Labeled-object pointing entries
*-*-*

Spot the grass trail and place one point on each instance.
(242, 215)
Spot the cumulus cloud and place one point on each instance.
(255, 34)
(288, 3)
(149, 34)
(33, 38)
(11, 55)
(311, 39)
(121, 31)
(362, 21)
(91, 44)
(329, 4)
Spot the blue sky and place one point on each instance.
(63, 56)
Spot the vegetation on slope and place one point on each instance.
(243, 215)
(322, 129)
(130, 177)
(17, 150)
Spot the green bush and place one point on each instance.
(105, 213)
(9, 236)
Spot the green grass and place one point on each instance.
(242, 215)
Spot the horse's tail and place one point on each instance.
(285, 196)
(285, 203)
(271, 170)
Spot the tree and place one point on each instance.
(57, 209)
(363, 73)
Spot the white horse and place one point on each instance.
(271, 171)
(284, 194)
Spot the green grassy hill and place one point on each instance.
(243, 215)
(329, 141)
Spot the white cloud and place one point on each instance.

*-*-*

- [TO DO]:
Reproduce verbatim the portion of the entries that begins with the line containing "Spot the green bush" and continues through the end of the entries.

- [SOLUTION FOR THIS TASK]:
Spot the green bush and place one point on each instance.
(105, 213)
(9, 236)
Spot the green grass and place one point on each instance.
(242, 215)
Spot the horse's tail and place one point on each instance.
(285, 196)
(285, 203)
(271, 170)
Spot the tree and place one point on each instance.
(57, 209)
(363, 73)
Spot the white horse and place one point on each instance.
(271, 171)
(284, 194)
Spot the green grassy hill and place one point on each instance.
(243, 215)
(329, 141)
Spot the white cloud and place one point on each instance.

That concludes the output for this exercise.